[Collected data]
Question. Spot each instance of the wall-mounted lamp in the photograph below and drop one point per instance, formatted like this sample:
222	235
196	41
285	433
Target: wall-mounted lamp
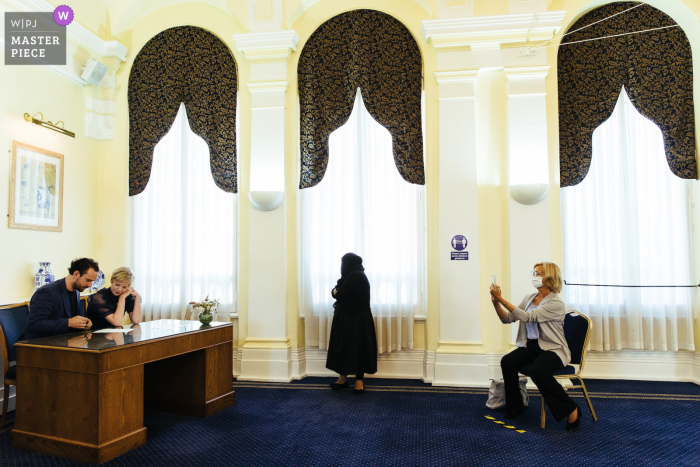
530	193
51	126
266	200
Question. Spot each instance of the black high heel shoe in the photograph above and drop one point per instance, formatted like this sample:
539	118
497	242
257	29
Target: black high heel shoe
574	425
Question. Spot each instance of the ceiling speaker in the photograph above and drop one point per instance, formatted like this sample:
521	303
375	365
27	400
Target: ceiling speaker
94	72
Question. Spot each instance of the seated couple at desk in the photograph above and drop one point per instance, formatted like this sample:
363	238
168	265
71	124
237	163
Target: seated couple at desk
55	308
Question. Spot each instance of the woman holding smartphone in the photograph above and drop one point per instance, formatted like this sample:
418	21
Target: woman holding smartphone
107	307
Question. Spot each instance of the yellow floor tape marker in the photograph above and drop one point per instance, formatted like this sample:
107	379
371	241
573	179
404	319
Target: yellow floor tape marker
503	423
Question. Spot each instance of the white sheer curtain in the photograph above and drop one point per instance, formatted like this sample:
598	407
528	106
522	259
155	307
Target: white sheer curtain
628	223
363	206
184	230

» **Problem requirements**:
Working from the data above, extract solely the lines from the one containing "Question. Spot each instance of the black" through the one containing "Question. Spot each instance of the ceiling", exactly as they appear, both included.

» **Exercise answer**:
Question. Spot each instance of the black high heel shoe in the photograph above and drop one point per instance, formatted like this sample:
539	118
497	242
257	29
Target: black high heel shoe
574	425
Question. Spot each instance of the ceiling speaker in the photograph above and drop one point per instance, formatted like this sample:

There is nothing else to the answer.